-- Material for this exercise start --
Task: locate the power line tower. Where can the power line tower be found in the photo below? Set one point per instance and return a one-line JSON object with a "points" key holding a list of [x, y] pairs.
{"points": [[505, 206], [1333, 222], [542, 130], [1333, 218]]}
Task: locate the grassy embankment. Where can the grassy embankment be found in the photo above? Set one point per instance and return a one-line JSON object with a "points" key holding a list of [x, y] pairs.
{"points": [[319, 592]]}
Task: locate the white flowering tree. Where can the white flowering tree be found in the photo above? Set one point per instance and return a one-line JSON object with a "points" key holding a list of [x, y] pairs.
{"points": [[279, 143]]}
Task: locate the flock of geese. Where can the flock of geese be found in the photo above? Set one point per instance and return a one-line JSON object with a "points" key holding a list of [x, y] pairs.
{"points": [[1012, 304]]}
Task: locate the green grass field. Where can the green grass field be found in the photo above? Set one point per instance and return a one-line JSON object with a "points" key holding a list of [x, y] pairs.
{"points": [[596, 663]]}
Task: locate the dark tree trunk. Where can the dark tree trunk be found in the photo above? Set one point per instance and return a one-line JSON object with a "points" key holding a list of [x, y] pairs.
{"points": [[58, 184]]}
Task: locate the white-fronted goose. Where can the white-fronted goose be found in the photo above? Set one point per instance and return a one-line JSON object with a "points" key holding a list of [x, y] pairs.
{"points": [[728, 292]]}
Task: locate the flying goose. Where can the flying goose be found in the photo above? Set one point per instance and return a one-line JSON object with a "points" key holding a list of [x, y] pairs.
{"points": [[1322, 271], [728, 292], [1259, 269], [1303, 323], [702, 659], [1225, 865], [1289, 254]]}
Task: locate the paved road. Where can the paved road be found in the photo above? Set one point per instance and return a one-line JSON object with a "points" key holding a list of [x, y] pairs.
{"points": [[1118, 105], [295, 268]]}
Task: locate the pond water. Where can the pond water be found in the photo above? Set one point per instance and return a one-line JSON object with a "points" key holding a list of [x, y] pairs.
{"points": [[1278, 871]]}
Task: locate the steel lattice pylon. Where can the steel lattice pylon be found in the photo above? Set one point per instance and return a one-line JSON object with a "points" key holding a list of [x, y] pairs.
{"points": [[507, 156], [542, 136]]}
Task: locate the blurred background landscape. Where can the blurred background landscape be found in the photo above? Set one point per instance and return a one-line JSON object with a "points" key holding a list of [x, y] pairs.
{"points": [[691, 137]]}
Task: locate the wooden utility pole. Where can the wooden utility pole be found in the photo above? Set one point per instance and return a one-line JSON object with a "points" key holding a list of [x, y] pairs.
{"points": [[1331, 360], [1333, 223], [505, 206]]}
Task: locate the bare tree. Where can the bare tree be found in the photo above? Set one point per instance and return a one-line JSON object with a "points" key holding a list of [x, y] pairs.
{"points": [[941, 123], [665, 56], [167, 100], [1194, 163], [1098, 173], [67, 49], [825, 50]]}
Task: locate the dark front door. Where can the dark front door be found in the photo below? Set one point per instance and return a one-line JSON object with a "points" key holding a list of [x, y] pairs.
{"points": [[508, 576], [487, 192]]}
-- Material for this exercise end --
## Problem:
Emit the full listing verbatim.

## Complete answer:
Task: locate the power line tower. Where can the power line tower be found in the photo below? Set one point per instance and return a one-line JSON object with a "points" key holding a list of [x, y] pairs.
{"points": [[505, 206], [1333, 222], [542, 130], [1333, 218]]}
Task: locate the grassy embankment. Where can the grassy embankment be found in the photo above? Set one point per instance and return a one-line JSON object with a "points" key holding a list of [x, y] pairs.
{"points": [[319, 592]]}
Task: locate the white flowering tree. Where can the white flowering tree be found in the photo above? Set one point per instance and return a one-line JSON object with a "points" key holding a list of [x, y] pairs.
{"points": [[279, 143]]}
Task: locate the flock of geese. Where can the flock of geese be found in the photo above? Set one point per instance and return a one-line JSON object with a "points" key holding a list of [x, y] pairs.
{"points": [[1012, 304]]}
Task: locate the green grass field. Where can the green grass field be found in the photo above? Set one point per instance and return a one-line JSON object with a "points" key holding a list of [x, y] pairs.
{"points": [[596, 663]]}
Task: locate the dark tree trunk. Where can the dark tree trunk be found in the photo above? Set one point per instance and return a one-line JSON object with a "points" key holding a list of [x, y] pairs.
{"points": [[58, 184]]}
Task: locate the white-fronted goose. Where can the white-fronted goose be found in the photo above? Set one point per instance and return a one-line JSON object with a "points" key holding a list of [x, y] pairs.
{"points": [[728, 292]]}
Task: locate the flying goose. Where can the flying goose be found in the photo above? Set one point per instance and return a one-line JSON object with a "points" key holding a list of [x, y] pairs.
{"points": [[1322, 271], [728, 292], [1259, 269], [1303, 323], [702, 659], [1225, 865], [1289, 254]]}
Task: locate the paved road. Where can the paved road be found in the photo above? Set one point per instance and return a one-line JSON object with a "points" key holding a list of [x, y] pairs.
{"points": [[1118, 105], [295, 268]]}
Task: locate the pond water. Where can the pond water be found in the photo above? Set one point per instance and return a one-line JSON object with a "points" key holding a list of [x, y] pairs.
{"points": [[1278, 871]]}
Task: locate the steel lattice pylon. Where can the steel lattice pylon be found in the photo above? Set one point per instance and return a one-line JSON object with a "points" key holding a list of [x, y] pairs.
{"points": [[507, 156], [542, 136]]}
Task: locate the blurred background landscape. Where can the blurred background landscape be found in the photo above? Set one point per instance and return a one-line JSON object with a "points" key holding a list of [x, y] pairs.
{"points": [[691, 137]]}
Task: locate the wooden utility pole. Where can the wooden utility pole be found in the photo above? Set one point per instance and return a one-line JSON object with a "points" key holding a list of [x, y] pairs.
{"points": [[1331, 360], [1333, 223], [505, 206]]}
Task: locate the bare tree. Where can the bare tree be found in the photo above? Set one point per instance and return a one-line JSON object with a "points" key holding a list of [x, y] pairs.
{"points": [[941, 123], [665, 56], [167, 100], [1194, 163], [1098, 173], [67, 49], [825, 50]]}
Task: locate the dark front door. Where can the dark front door be found in the photo below? Set one point per instance and return a one-line JSON object with a "points" key holding a list of [x, y] pairs.
{"points": [[508, 576], [487, 192]]}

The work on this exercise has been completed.